> RECORDS FOR PROCESSING:
□ □ □ □ □ □ □
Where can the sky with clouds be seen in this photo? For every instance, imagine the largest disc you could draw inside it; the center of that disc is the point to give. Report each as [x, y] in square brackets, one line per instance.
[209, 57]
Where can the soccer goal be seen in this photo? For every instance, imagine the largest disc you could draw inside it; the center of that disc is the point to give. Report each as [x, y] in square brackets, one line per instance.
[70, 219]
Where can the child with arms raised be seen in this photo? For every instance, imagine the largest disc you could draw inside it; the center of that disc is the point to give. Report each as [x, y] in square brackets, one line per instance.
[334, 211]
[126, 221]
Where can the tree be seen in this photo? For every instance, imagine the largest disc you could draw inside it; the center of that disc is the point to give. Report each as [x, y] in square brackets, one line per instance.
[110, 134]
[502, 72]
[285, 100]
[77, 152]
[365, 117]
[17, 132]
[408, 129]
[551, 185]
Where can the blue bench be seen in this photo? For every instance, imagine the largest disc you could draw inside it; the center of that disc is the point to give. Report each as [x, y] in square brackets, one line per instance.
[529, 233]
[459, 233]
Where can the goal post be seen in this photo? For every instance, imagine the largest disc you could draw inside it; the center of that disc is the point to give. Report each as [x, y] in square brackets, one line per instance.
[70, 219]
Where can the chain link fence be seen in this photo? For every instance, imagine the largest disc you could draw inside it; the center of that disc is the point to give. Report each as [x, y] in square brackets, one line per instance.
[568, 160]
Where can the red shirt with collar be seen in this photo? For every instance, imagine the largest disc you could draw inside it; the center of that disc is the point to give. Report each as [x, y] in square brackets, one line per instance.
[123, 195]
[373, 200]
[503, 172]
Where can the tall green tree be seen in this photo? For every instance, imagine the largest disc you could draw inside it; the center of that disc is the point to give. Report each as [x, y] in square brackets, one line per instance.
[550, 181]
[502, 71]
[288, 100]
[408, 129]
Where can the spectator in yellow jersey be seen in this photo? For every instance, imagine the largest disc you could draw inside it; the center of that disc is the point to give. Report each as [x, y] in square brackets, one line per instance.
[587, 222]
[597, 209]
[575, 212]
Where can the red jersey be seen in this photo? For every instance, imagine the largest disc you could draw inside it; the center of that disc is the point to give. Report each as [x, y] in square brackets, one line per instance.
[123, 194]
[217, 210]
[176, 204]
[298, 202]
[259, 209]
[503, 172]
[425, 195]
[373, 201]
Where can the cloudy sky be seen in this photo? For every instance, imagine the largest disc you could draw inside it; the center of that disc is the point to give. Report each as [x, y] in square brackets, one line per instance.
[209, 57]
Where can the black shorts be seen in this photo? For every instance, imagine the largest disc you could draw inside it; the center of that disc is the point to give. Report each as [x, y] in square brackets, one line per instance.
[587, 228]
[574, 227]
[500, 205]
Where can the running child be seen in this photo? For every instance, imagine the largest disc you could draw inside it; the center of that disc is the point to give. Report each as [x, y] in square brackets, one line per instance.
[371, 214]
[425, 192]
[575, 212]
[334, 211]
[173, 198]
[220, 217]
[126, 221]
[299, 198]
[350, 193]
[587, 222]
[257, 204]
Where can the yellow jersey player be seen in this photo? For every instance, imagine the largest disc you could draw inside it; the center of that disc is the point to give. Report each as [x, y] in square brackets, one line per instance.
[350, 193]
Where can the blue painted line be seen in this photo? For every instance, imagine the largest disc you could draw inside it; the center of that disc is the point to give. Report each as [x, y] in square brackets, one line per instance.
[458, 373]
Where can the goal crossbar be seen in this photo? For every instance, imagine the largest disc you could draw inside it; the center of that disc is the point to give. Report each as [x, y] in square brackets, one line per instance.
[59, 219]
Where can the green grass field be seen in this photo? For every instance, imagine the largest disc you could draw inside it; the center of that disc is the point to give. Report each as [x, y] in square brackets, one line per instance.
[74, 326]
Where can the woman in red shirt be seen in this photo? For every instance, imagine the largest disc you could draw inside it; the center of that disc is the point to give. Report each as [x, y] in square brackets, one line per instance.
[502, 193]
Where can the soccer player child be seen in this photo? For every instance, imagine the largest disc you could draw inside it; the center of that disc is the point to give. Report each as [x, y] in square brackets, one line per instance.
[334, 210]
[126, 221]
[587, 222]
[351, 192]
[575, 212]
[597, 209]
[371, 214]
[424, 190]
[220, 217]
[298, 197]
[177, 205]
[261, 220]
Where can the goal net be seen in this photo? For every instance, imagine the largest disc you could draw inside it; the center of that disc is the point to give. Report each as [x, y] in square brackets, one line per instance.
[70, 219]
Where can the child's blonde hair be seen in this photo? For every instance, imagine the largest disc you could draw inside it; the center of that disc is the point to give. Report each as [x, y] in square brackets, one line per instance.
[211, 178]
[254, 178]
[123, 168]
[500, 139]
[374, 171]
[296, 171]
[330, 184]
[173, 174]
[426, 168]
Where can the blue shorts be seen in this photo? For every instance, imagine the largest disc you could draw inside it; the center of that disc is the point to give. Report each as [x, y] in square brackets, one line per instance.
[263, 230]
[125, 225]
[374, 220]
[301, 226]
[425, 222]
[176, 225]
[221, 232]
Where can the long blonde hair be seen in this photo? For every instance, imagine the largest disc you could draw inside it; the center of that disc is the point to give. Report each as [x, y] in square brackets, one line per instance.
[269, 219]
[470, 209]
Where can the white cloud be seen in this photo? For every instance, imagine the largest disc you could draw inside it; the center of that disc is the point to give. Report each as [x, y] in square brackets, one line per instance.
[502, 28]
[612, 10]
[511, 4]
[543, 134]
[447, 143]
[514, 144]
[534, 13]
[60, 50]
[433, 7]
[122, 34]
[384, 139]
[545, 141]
□ □ □ □ □ □ □
Exactly as they appear, output the line holding "Where can the long" and all lines after it through the end of the listing above, and only those.

Where can the long blonde hair be seen in this photo? For every instance, imagine the largest disc you could draw inside it; the center of that disc is the point to give. Report each as [x, y] in square brackets, one line per instance.
[269, 219]
[470, 209]
Where can the white cloud be seen in this photo? For every instance, imagine the largest disc you could draw inside it; the center of that disc is the point to give. Report each as [x, y] in square brackets, one line per instance.
[502, 28]
[612, 10]
[511, 4]
[543, 134]
[447, 143]
[514, 144]
[534, 13]
[60, 50]
[433, 7]
[122, 34]
[384, 139]
[545, 141]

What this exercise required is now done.